* [TEXT SECTION]:
=======

Blake describes reality imaginatively and dramatically in terms of ultimate value; this is basically an expression of faith. If one believes in the higher values: in spirit, in truth, in justice and love, then one imagines these things ultimately victorious. Blake did, and he concluded the passage from VLJ quoted above: "What, it will be Question'd, 'When the Sun rises, do you not see a round disk of fire somewhat like a Guinea?' 0 no, no, I see an Innumerable company of the Heavenly host crying 'Holy, holy, Holy is the Lord God Almighty.'" In Blake's final epic Vala represents the guinea sun and Jerusalem the "innumerable company of the Heavenly host". Needless to say those who see only the guinea sun will not be attracted to the poem.

Friday, January 21, 2011


Blake made one illustration to Pilgrim's Progress which is not considered to be a part of the 28 plate series which Norvig focused her attention on. It belongs to the National Gallery of Art in Washington, DC rather than to the Frick Collection in New York. It was once called A Warrior with Angels but now goes by the name of Christian with the Shield of Faith, Taking Leave of His Companions.
National Gallery of Art

Christian with the Shield of Faith,
Taking Leave of His Companions
A friend has made the observation that the central character in this image which represents Christian, has the appearance of William Blake himself as a young man. Perhaps Blake cast himself and his loved ones or his characters in the roles of Christian and his companions. The appearance of Christian in this image does not resemble Christian in the series, and these companions don't appear elsewhere in the illustration to Pilgrim's Progress.

If Blake identified with Bunyan's Christian and inserted himself in an illustration, who would be the lovely ladies who accompany him? Could one be Catherine (the one to Blake's left), his companion in life, his Enitharmon? I suggest that the woman to Christian's (Blake's) right is his Jerusalem the source of his inspiration and imagination, the Divine Vision which he recognized in every individual. Vala the shadow of Jerusalem is shown perhaps as the woman behind Jerusalem in the second tier. The fourth woman who is reaching upward as if a connecting link to the Celestial City may be Enion of whom Damon says "The eternal [not the temporal] Enion rises in the dawn of the third day, in a whirlwind...she casts off her death-clothes, for the winter is gone, and all nature is rejuvenated. Tharmas embraces her and raises her through the heavens, sounding his trumpet to wake the dead." These identifications would turn the image into an illustration for Blake's life and myth rather than for Bunyan's allegory.

Jerusalem, PLATE 54 (E 203)

=======

* [INFORMATION SUPPLIED]:

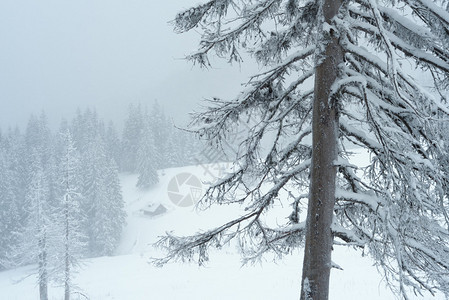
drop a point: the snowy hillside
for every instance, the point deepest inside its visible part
(129, 276)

=======

* [PARTS OF THE EXERCISE]:
[1] In the passage on Blake above, which institution owns the illustration now titled Christian with the Shield of Faith, Taking Leave of His Companions?
[2] Repeat the part of the passage on Blake that opens with the words containing "Blake describes reality" and closes with "to the poem.".
[3] List the higher values the passage on Blake names in its opening paragraph.

* [RESPONSES TO THE TASKS]:
[1] The National Gallery of Art in Washington, DC.

[2]
Blake describes reality imaginatively and dramatically in terms of ultimate value; this is basically an expression of faith. If one believes in the higher values: in spirit, in truth, in justice and love, then one imagines these things ultimately victorious. Blake did, and he concluded the passage from VLJ quoted above: "What, it will be Question'd, 'When the Sun rises, do you not see a round disk of fire somewhat like a Guinea?' 0 no, no, I see an Innumerable company of the Heavenly host crying 'Holy, holy, Holy is the Lord God Almighty.'" In Blake's final epic Vala represents the guinea sun and Jerusalem the "innumerable company of the Heavenly host". Needless to say those who see only the guinea sun will not be attracted to the poem.

[3] Spirit, truth, justice, love